* _Stated goal_:
Only the run of lines from the one containing "Each instance receives one keypoint. Mark the red car" through the last line should be returned, exactly as written.

* _Extracted information_:
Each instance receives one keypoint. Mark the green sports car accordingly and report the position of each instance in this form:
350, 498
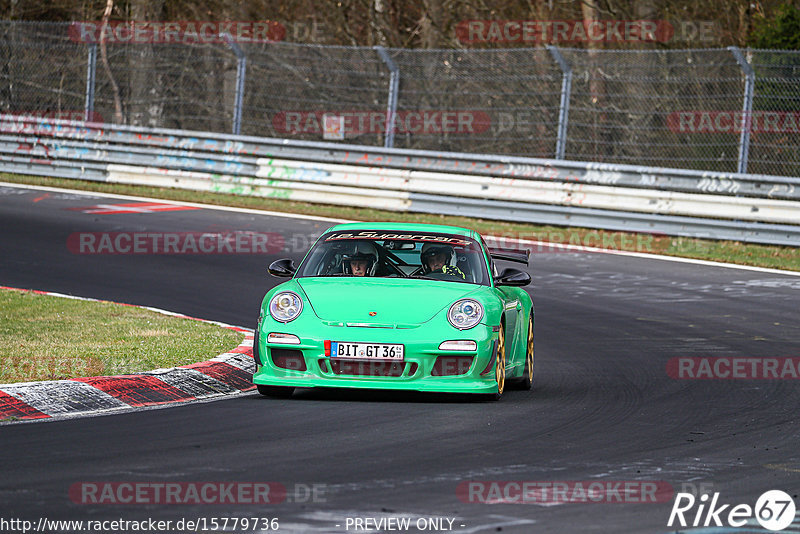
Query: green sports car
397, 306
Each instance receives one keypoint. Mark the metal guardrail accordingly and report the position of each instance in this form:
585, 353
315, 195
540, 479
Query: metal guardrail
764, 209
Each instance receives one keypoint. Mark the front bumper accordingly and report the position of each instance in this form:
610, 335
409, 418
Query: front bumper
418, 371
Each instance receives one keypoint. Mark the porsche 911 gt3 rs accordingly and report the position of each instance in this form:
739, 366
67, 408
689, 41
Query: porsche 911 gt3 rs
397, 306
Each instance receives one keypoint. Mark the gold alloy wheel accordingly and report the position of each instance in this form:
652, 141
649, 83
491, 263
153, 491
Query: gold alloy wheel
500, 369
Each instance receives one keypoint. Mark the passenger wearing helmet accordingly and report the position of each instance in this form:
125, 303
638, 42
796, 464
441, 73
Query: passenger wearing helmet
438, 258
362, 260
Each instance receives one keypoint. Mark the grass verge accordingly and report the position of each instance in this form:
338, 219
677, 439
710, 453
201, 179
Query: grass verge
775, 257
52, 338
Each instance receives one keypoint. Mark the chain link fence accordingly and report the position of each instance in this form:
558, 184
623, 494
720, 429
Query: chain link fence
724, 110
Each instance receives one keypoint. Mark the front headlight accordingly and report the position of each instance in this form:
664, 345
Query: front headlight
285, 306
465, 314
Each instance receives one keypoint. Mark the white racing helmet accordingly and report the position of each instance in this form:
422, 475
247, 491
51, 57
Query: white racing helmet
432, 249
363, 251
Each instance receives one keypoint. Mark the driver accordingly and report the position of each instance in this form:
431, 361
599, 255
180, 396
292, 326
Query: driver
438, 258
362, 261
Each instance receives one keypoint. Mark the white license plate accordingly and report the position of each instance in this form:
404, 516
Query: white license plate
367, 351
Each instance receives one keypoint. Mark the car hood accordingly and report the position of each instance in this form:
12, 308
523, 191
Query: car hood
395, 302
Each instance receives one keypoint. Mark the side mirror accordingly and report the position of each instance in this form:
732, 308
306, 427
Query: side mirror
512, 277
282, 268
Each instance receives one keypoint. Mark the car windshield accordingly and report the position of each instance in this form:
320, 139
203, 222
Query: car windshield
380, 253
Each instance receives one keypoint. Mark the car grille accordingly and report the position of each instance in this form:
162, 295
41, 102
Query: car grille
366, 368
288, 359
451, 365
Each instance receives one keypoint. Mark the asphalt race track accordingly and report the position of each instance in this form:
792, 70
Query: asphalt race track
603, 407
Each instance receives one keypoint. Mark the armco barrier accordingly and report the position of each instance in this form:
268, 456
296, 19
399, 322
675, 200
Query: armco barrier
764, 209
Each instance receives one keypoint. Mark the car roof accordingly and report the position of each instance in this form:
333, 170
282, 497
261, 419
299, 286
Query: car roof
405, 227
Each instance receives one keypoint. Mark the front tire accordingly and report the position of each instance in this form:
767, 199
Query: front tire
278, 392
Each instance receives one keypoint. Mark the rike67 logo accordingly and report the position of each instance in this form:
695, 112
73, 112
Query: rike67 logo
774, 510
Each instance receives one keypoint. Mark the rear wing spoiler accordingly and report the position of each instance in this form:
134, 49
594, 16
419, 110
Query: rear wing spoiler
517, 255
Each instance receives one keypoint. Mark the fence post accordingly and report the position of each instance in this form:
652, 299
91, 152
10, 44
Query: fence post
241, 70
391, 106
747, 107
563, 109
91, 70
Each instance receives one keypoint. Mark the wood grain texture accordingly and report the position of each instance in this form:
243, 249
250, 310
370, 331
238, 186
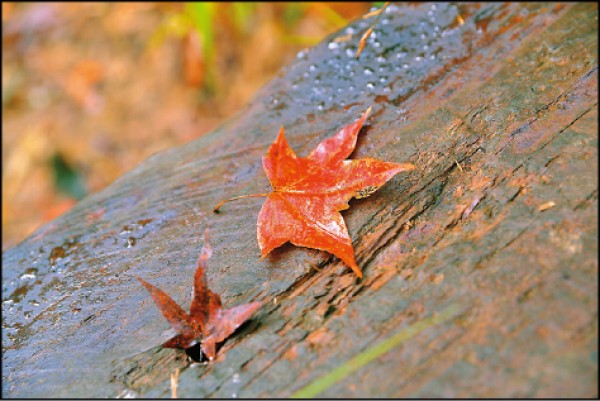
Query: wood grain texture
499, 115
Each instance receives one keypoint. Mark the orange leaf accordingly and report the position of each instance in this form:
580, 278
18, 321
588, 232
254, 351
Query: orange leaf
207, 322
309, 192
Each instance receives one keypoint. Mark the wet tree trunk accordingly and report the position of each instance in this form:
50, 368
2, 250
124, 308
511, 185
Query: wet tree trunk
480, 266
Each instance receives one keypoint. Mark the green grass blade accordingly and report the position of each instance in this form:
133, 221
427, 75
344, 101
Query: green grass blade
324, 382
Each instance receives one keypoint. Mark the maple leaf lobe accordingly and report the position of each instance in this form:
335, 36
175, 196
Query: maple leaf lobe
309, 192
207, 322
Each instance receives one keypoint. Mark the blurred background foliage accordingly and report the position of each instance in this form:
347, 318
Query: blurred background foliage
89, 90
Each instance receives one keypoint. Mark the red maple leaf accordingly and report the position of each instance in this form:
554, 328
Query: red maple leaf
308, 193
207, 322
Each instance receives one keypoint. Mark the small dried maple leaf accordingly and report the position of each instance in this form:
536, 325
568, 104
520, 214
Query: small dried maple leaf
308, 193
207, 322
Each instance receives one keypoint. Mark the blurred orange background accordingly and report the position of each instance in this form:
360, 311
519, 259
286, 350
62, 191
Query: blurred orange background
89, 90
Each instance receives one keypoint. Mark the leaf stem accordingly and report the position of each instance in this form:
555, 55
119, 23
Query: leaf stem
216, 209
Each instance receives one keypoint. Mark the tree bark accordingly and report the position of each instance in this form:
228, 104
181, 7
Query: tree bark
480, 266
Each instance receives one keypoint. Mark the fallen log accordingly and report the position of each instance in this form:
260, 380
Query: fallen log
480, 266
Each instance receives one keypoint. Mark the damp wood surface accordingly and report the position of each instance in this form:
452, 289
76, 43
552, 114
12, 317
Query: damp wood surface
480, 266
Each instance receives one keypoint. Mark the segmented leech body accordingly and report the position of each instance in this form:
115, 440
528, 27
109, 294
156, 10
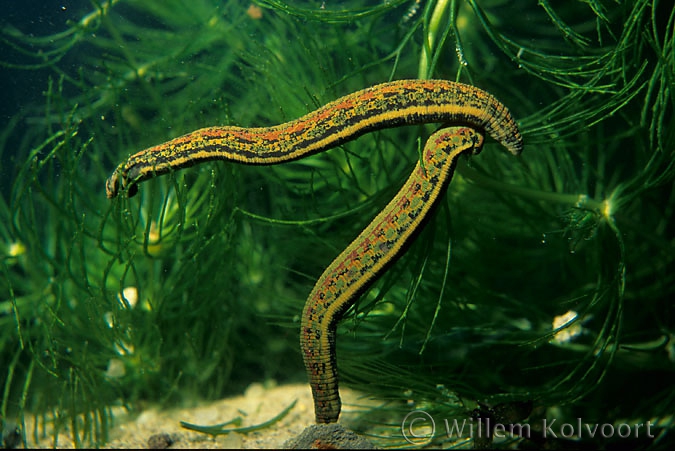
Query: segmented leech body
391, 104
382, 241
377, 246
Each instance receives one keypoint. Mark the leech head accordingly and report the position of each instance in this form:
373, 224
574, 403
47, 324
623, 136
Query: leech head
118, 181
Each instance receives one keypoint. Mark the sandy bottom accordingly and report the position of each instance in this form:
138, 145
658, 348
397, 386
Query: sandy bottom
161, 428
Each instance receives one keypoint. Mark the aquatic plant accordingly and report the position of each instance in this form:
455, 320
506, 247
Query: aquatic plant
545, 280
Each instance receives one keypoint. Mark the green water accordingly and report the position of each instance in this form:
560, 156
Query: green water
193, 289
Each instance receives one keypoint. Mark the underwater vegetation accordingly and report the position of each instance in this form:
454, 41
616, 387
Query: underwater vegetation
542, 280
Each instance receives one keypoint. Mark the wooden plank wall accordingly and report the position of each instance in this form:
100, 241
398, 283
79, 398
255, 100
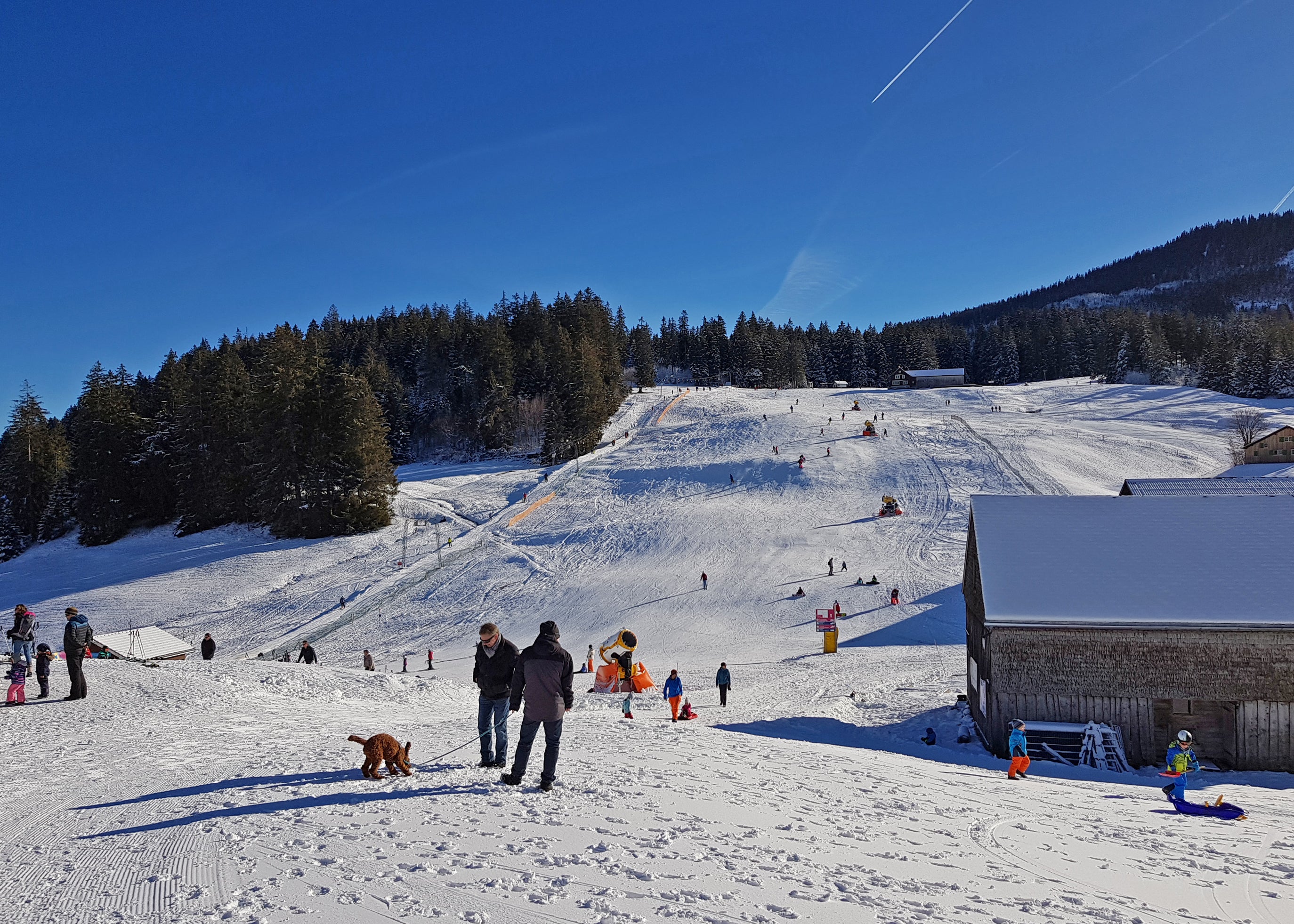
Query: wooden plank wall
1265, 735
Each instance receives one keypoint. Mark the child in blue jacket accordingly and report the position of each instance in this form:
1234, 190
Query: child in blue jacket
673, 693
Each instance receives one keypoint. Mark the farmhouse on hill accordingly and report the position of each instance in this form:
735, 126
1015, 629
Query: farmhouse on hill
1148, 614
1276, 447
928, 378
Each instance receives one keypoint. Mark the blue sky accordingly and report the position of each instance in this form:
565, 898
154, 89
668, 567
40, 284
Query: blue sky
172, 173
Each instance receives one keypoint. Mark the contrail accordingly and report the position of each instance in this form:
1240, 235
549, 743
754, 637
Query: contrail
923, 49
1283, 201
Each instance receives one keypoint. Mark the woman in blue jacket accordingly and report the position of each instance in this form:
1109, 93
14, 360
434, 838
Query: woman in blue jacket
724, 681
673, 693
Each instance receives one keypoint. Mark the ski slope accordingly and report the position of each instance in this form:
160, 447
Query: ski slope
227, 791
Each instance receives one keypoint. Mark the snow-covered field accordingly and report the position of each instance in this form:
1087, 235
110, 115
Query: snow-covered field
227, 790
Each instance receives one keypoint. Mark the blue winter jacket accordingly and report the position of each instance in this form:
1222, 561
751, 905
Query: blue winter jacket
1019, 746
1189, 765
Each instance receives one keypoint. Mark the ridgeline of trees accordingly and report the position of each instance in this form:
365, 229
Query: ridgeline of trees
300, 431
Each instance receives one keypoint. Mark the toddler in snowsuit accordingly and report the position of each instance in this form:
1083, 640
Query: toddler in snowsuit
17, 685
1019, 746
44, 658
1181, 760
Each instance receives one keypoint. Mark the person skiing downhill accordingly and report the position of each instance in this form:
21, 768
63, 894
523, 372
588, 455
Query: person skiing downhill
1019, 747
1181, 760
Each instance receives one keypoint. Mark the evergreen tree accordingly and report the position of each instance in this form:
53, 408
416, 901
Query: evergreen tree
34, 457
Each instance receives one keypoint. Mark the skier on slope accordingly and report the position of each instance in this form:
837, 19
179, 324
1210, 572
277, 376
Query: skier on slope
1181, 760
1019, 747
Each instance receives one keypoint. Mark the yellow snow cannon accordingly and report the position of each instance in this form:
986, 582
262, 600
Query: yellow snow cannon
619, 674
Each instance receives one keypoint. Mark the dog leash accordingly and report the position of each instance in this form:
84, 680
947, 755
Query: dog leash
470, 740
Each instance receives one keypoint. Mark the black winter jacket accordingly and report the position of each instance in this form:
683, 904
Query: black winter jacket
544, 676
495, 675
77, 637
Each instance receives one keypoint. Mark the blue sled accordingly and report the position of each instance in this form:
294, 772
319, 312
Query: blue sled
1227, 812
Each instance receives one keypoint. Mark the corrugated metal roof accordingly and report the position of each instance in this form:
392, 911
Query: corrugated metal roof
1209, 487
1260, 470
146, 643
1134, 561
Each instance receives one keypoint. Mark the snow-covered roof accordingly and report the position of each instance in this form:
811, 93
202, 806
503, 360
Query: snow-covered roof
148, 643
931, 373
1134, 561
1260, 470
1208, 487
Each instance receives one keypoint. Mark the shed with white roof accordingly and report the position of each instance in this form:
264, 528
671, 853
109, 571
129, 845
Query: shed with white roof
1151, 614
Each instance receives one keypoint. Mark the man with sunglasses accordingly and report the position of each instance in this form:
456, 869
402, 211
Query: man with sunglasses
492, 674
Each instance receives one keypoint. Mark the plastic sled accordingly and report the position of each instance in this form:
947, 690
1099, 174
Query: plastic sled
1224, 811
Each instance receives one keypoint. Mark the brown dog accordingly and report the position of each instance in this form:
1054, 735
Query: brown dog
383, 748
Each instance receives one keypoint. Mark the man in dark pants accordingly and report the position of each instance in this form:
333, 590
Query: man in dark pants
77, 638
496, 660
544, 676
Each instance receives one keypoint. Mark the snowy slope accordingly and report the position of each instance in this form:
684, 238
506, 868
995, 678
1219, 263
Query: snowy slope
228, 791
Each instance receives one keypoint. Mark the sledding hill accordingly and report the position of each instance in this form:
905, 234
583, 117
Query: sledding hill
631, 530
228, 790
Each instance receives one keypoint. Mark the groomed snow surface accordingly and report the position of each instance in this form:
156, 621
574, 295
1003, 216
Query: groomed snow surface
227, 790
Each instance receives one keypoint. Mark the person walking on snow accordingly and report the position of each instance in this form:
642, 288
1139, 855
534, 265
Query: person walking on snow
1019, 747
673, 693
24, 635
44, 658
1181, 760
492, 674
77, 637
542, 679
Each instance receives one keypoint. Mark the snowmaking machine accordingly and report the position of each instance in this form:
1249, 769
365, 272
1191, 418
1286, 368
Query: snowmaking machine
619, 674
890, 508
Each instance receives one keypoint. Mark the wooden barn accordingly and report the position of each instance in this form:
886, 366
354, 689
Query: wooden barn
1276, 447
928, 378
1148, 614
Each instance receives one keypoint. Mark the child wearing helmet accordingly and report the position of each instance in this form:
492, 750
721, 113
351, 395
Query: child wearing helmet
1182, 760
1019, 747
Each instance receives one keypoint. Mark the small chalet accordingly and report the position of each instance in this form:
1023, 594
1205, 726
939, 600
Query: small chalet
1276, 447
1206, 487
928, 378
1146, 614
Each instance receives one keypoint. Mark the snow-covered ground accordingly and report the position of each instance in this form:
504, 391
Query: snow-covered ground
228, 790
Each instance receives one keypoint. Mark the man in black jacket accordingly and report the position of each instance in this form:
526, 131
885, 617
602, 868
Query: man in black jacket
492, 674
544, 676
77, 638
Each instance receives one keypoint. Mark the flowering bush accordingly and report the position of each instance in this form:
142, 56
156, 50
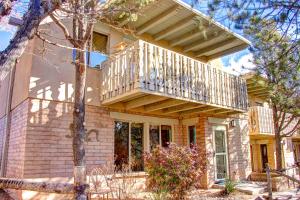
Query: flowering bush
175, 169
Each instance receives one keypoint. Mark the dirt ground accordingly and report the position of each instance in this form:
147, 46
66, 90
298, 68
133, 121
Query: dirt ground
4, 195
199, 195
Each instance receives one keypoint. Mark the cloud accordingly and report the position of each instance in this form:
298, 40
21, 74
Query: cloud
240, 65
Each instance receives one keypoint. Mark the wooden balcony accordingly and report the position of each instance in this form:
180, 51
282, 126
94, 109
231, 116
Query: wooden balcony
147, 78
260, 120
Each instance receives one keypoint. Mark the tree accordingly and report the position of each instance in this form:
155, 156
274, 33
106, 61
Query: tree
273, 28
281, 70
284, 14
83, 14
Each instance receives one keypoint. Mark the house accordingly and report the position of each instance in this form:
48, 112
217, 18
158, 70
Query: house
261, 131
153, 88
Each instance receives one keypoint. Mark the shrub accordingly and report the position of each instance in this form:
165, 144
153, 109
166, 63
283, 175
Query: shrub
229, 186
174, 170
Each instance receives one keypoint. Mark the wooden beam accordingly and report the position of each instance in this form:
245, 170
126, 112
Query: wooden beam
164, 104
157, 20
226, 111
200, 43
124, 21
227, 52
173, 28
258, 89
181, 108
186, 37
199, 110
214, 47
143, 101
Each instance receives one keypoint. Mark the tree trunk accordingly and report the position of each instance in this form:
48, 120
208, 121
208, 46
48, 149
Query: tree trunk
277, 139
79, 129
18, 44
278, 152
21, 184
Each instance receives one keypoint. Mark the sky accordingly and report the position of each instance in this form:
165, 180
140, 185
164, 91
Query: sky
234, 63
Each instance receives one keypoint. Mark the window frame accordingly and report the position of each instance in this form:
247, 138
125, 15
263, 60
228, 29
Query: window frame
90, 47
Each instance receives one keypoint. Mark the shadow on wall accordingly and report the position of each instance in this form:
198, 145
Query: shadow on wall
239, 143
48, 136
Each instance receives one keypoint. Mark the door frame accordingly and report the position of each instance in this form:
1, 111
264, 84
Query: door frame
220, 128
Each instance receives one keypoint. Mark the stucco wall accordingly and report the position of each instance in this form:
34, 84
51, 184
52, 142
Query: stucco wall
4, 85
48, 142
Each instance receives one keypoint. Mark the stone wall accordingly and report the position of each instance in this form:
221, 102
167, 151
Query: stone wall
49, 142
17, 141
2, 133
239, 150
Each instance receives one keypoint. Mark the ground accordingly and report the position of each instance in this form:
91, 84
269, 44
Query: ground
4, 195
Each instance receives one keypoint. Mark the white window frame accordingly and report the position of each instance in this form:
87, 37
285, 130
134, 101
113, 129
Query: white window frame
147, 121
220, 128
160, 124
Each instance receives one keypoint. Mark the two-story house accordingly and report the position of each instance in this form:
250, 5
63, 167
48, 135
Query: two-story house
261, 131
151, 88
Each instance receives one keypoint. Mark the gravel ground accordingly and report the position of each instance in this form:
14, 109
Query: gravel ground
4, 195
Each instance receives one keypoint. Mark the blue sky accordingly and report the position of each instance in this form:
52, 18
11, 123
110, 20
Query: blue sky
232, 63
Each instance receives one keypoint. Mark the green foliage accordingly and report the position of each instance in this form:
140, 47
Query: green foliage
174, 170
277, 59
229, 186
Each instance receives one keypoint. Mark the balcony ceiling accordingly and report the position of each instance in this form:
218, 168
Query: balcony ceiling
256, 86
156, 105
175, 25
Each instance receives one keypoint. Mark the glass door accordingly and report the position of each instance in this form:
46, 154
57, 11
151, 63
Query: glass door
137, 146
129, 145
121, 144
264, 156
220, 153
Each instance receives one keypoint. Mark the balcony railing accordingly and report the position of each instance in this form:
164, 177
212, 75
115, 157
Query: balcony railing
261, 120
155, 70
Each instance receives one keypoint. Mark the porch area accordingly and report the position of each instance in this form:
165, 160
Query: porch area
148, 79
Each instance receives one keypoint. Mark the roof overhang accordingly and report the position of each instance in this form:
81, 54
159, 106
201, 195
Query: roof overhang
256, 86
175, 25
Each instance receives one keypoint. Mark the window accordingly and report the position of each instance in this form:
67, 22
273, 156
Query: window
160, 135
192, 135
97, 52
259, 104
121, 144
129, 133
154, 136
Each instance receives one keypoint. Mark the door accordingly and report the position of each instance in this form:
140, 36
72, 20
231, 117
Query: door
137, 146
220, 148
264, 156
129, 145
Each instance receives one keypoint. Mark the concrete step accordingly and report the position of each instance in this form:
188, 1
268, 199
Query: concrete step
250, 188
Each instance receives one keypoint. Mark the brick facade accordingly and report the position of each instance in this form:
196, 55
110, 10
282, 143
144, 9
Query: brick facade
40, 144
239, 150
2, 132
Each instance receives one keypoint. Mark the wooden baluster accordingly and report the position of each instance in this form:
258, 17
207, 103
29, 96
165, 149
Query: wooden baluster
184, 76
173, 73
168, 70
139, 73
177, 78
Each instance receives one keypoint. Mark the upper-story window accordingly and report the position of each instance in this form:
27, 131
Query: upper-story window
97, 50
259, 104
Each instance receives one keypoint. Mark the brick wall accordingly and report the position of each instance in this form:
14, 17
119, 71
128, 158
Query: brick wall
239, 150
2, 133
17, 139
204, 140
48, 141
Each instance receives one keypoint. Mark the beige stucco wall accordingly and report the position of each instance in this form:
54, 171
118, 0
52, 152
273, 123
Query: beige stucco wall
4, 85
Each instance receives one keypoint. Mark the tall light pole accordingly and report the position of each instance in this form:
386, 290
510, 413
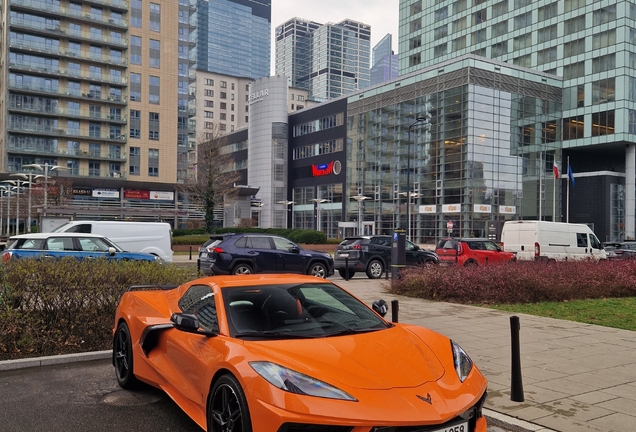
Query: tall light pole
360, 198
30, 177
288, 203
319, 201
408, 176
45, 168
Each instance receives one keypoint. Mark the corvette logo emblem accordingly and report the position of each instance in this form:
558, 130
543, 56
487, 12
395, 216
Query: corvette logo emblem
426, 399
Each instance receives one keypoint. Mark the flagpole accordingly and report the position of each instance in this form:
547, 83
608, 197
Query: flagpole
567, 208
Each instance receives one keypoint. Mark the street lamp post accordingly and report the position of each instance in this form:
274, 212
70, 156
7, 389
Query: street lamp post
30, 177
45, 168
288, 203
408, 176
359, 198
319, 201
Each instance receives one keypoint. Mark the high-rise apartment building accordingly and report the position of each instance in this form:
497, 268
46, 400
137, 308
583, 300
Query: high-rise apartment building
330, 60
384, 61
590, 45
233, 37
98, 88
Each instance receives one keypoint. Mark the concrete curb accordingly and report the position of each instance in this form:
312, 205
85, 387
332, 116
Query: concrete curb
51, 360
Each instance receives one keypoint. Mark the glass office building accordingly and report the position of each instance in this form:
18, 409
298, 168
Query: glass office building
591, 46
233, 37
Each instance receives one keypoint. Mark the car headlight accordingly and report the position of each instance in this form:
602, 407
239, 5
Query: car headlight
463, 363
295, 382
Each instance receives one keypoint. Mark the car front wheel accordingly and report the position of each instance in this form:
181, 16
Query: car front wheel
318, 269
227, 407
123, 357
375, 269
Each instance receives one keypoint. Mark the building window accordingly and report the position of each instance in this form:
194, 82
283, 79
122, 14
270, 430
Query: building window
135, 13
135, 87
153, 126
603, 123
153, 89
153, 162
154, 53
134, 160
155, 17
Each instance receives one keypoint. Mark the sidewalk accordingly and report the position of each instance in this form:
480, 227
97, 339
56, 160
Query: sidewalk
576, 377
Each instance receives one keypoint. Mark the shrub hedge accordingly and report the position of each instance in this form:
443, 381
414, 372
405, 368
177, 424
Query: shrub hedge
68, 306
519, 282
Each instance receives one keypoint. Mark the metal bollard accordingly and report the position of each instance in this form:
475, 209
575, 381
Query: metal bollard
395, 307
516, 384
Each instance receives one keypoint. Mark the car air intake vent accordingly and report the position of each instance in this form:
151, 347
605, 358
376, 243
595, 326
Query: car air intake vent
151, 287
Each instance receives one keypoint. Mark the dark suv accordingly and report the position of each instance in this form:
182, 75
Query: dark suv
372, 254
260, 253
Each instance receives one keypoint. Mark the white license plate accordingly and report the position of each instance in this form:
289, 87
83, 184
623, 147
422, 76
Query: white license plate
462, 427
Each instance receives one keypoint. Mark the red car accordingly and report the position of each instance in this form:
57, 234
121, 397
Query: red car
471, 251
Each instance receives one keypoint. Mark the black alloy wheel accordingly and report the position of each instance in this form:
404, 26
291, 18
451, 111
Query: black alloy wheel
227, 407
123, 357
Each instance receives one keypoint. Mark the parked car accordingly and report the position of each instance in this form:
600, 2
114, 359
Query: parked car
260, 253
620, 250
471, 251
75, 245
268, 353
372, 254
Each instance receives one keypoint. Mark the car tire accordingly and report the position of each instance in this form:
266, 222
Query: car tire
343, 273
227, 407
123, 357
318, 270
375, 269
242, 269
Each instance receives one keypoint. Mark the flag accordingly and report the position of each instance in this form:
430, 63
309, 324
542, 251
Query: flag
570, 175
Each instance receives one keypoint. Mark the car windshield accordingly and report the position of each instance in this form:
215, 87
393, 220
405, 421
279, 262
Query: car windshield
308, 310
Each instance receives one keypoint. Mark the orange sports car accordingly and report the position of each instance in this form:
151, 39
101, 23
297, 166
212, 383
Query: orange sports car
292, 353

* _Correct response_:
Each instance receives one keypoint. Mark the red car accordingly and report the position of each instance in this form:
57, 234
121, 397
Query: red car
471, 251
Each instance receives one keypoint. Mark the black alloy wheel accordingly and report the position of each instance in this form:
404, 26
291, 18
451, 111
Query: black alloy wheel
227, 407
123, 357
Each instance receives one keypoint. Mark the parked car accordingly and report the position of each instance in this form:
600, 2
114, 359
Query: parked car
260, 253
620, 250
471, 251
75, 245
268, 353
372, 254
Each instance receives one keypoint. Mark the car tire accordingly and report the position of each instance in this form:
266, 222
Query: car tire
343, 273
227, 407
123, 357
318, 270
375, 269
242, 269
Each instance receives one keypoint. Mark the flag accordingly and report the position of each instance in this form:
430, 63
309, 324
542, 251
Query: flag
570, 175
Each instance receives one keypoint. Mark the car windshield accordingly and report the position of each instance in this form:
215, 87
393, 220
405, 421
279, 262
Query: car windshield
308, 310
Each instance receives one keypoint. Mark the orange sports car accordingly and report the position of each instance in this form:
151, 39
101, 23
297, 166
212, 383
Query: orange sports car
292, 353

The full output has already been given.